* [TASK INSTRUCTIONS]
Report the number of lines in the data below where the string "trees" shows up, and only that number.

──────

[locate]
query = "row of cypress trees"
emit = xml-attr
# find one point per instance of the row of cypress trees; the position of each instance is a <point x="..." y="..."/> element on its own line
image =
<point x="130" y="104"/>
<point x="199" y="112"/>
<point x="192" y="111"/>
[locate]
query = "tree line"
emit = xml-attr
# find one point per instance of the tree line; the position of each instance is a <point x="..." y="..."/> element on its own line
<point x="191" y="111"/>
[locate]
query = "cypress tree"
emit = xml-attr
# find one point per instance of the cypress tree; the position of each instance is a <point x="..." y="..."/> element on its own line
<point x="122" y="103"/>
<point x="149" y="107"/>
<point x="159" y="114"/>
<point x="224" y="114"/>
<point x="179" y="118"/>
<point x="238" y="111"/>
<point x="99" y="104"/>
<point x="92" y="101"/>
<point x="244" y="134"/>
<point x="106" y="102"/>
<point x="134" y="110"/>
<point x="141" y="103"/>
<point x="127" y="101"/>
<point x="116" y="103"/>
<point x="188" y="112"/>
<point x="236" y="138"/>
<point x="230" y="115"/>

──────

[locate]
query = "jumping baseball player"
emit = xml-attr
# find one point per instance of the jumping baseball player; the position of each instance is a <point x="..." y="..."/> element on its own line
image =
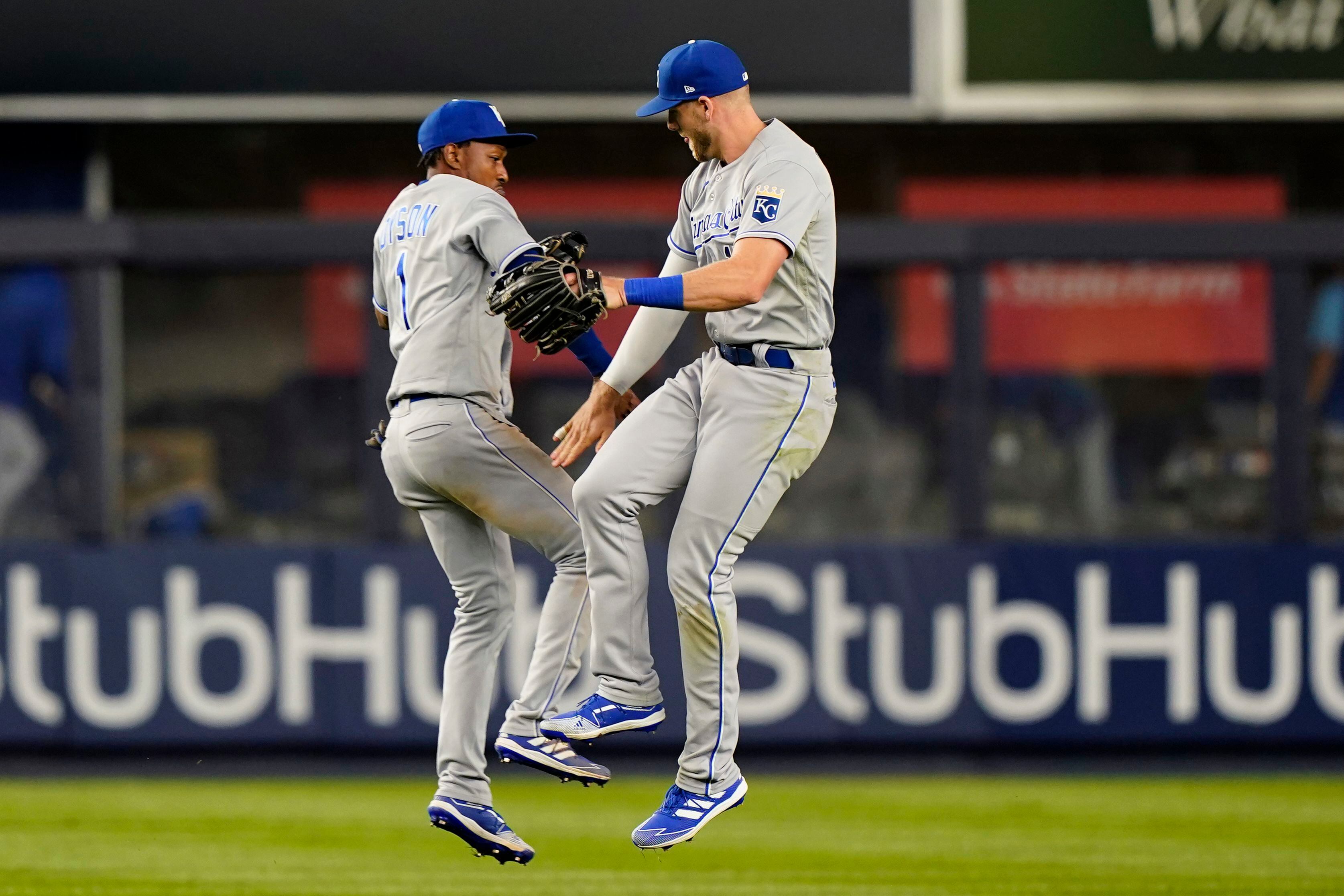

──────

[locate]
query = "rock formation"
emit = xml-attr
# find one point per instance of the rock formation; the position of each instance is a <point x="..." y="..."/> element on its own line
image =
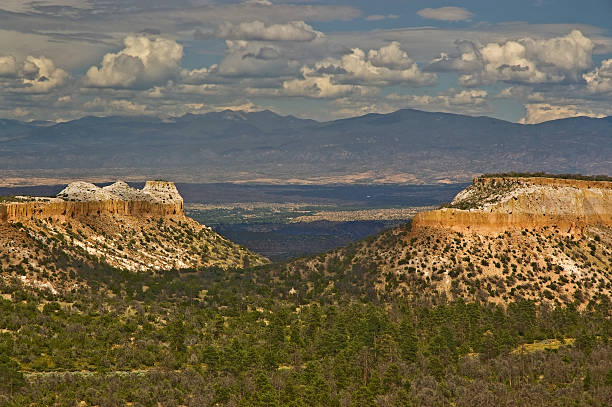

──────

* [ANSWER BELOW]
2